*Short task 1:* In the passage on simulation parameters, what does the printed output give as the number of particles in the plane?
*Short task 2:*
State whether each of the following statements agrees with the passage on simulation parameters. Answer yes or no for each, and quote the deciding words of the passage exactly.
(a) The time frame runs from zero to two periods T.
(b) The printed number of cycles is 8.
(c) The grid for E lies inside the box where the particles are trapped.
*Short task 3:* Reproduce word for word everything in the passage on simulation parameters from "omega_e=sqrt(n_e*e**2/(8.85e-12*m_e))" down to "in the plane:',N,'x',N)".

*Passage given:*
'''

Our initial parameters, similar to HW04.

In [8]:
T_e=.2
n_e=1e19
m_e=9e-31
e=1.6e-19
v_e=sqrt(2*e*T_e/m_e)
omega_e=sqrt(n_e*e**2/(8.85e-12*m_e))
lambda_D=v_e/omega_e
length=8*lambda_D
dt=length/v_e/4
T=2*3.1416/omega_e
N=int(n_e**(1/3)*length)
time_frame=[0,2*T]
n_steps=int((time_frame[1]-time_frame[0])/dt)
print('v_e=',v_e,'m/s')
print('lambda_D=',lambda_D,'m')
print('T=',T,'s')
print('number of particles in the plane:',N,'x',N)
print('time step',dt)
print('number of cycles',n_steps)
v_e= 266666.6666666666 m/s
lambda_D= 1.4874474780643516e-06 m
T= 3.5047237478152256e-11 s
number of particles in the plane: 25 x 25
time step 1.1155856085482638e-11
number of cycles 6

Initialization of the particles and the grid. Nothing different from HW04 except foe the fact that now the grid for E lies outside of the box where the particles are trapped in.

'''

*Dataset section:*
'''

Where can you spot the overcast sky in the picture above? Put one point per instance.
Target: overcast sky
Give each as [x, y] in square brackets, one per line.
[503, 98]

'''

*Response 1:* 25 x 25

*Response 2:*
(a) Yes: "time_frame=[0,2*T]"
(b) No: "number of cycles 6"
(c) No: "now the grid for E lies outside of the box where the particles are trapped in"

*Response 3:*
omega_e=sqrt(n_e*e**2/(8.85e-12*m_e))
lambda_D=v_e/omega_e
length=8*lambda_D
dt=length/v_e/4
T=2*3.1416/omega_e
N=int(n_e**(1/3)*length)
time_frame=[0,2*T]
n_steps=int((time_frame[1]-time_frame[0])/dt)
print('v_e=',v_e,'m/s')
print('lambda_D=',lambda_D,'m')
print('T=',T,'s')
print('number of particles in the plane:',N,'x',N)